What you give back should match the listing word for word.

(DATA PROVIDED):
__________________________________________________

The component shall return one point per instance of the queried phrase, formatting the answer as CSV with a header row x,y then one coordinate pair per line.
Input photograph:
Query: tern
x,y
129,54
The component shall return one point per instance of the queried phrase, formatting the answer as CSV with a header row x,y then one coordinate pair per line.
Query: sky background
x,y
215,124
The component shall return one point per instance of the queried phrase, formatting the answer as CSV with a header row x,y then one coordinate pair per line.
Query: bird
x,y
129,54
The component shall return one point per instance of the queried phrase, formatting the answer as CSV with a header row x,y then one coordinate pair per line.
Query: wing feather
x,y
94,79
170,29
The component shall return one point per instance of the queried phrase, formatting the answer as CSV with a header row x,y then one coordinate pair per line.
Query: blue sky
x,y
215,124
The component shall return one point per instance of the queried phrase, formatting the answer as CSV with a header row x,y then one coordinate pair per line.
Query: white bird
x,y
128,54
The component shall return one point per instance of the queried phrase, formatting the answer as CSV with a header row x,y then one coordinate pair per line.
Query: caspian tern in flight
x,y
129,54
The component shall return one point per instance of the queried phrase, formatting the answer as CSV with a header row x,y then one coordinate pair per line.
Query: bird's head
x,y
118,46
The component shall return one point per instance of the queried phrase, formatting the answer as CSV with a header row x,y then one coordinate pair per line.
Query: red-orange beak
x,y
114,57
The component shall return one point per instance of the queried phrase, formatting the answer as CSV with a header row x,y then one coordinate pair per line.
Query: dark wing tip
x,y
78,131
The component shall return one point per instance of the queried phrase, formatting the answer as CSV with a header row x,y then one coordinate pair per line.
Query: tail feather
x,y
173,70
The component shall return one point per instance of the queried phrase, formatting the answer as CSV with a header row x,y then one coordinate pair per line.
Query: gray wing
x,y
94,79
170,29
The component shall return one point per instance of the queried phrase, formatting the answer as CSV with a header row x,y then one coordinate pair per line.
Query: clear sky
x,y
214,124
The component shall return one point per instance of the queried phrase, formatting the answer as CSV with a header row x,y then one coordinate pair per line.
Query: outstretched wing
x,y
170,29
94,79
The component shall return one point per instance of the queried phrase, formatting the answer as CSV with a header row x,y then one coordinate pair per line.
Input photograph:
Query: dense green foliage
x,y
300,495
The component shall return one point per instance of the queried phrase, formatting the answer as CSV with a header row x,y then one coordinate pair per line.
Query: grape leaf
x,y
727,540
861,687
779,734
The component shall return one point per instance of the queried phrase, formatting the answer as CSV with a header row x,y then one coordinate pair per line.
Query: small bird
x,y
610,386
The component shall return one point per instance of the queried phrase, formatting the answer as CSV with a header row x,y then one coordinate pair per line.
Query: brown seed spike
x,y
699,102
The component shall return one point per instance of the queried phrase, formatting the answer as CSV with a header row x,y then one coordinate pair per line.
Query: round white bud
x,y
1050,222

__________________________________________________

(TASK SOLUTION):
The component shall return one point per instance of the queried phrase, formatting the answer as CSV with a header row x,y then one coordinate pair per line.
Input photograph:
Query: tern
x,y
129,54
The component shall return one point per instance of the queried phrase, formatting the answer as CSV with a header row x,y then one coordinate pair per line.
Query: sky background
x,y
215,124
The component shall return one point per instance of the queried phrase, formatting the answer as CSV with a header row x,y then one coordinate pair per line.
Query: bird
x,y
129,54
The component shall return one point per instance of the queried phrase, formatting the answer as CSV with a header row x,y then one coordinate pair per line.
Query: wing feather
x,y
94,79
170,29
The component shall return one point per instance of the queried phrase, formatting the answer as CSV with a header row x,y then one coordinate pair per line.
Query: blue sky
x,y
215,124
The component shall return one point per instance of the queried phrase, formatting the answer as CSV with a header row x,y then one coordinate pair per line.
Query: white bird
x,y
128,54
The component shall return one point per instance of the queried phrase, formatting the answer as CSV with a header row x,y then one coordinate pair per line.
Query: caspian tern in flight
x,y
129,54
The component shall return one point per instance of the queried phrase, formatting the answer as CSV with a header row x,y then one coordinate pair per line.
Query: bird's head
x,y
118,46
The component shall return one point per instance of the queried phrase, formatting the answer as CSV with a header row x,y then one coordinate pair per line.
Query: red-orange beak
x,y
114,57
The component shall return one point per instance of the queried phrase, formatting the answer as CSV with a header row x,y then one coordinate pair per line.
Query: dark wing tip
x,y
78,131
The component shall return one point per instance of the queried phrase, formatting the answer as CSV with a header row x,y then one coordinate pair per line.
Query: tail feather
x,y
173,70
The component shall return one point per instance of the queried phrase, formatting the answer as CSV with a header row x,y then one coordinate pair per line.
Query: gray wing
x,y
94,79
170,29
The component shall return one point per instance of the queried phrase, formatting the answer as CSV with a header row x,y then one coordinate pair per line.
Query: clear sky
x,y
214,124
The component shall return one point per instance of the queried phrase, formatting the answer as CSV with a header row x,y then one coordinate pair per line.
Query: outstretched wing
x,y
170,29
94,79
The component shall return one point per instance of the queried phrase, formatting the answer as CSV with a header row x,y then one coordinate pair per line.
Input photograph:
Query: dense green foliage
x,y
300,495
The component shall return one point per instance of the queried phrase, formatting the answer as CSV with a header row x,y then one coordinate pair per line.
Query: grape leaf
x,y
727,540
861,687
779,734
The component shall return one point per instance of the queried phrase, formatting the answer as CSV with a header row x,y then one coordinate pair per line.
Query: small bird
x,y
610,386
The component shall return one point per instance of the queried phrase, formatting the answer as CSV with a header row x,y then one coordinate pair per line.
Query: brown seed spike
x,y
699,102
The component shall return one point per instance of the queried phrase, formatting the answer as CSV with a header row x,y then one coordinate pair per line.
Query: round white bud
x,y
1050,222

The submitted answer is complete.